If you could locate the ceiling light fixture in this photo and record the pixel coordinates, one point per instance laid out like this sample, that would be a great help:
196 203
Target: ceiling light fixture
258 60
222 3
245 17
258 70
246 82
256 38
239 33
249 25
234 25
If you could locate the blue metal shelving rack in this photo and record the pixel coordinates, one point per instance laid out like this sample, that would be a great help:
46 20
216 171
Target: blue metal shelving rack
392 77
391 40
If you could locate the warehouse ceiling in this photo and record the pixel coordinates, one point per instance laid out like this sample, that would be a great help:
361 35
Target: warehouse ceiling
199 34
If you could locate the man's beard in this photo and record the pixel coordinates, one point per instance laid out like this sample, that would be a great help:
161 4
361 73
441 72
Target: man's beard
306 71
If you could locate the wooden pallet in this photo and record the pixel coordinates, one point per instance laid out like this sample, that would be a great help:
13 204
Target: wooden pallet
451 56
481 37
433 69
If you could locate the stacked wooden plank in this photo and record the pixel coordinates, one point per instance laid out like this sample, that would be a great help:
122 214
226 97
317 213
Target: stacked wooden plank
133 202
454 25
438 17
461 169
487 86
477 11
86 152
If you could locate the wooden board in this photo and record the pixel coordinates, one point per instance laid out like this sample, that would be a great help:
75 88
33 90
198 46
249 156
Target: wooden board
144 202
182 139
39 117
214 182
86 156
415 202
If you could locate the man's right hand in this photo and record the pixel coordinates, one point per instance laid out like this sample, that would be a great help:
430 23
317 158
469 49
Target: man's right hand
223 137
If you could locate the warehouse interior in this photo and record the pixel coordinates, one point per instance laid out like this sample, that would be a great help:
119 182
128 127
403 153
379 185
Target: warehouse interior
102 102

## Work instructions
Convert the lines above into a Markdown table with the columns Row and Line, starting at the line containing "If you could locate the wooden board" and running through the final line, with both ends included. Number each row and omit any blank lines.

## Final answer
| Row | Line |
|---|---|
| 1 | If you could locate the wooden board in this photo and record the pixel coordinates, one point per instance laid out like this sample, that would be a great help: |
| 2 | 75 88 |
| 3 | 33 90 |
| 4 | 198 46 |
| 5 | 249 156 |
| 6 | Target: wooden board |
| 7 | 144 202 |
| 8 | 182 139 |
| 9 | 39 117 |
| 10 | 214 182 |
| 11 | 86 156 |
| 12 | 415 202 |
| 13 | If you could locate the man's right hand in this photo and record the pixel coordinates, one point per instance laid out like this sample, that would be a great help: |
| 14 | 430 23 |
| 15 | 317 158 |
| 16 | 469 49 |
| 17 | Target: man's right hand |
| 18 | 223 137 |
| 19 | If you could locate the warehouse interior in this photo and record the pixel coordinates, one point per instance laid out like this sample, that would be a great help: |
| 20 | 119 182 |
| 21 | 128 127 |
| 22 | 403 153 |
| 23 | 379 185 |
| 24 | Target: warehouse interior |
| 25 | 102 102 |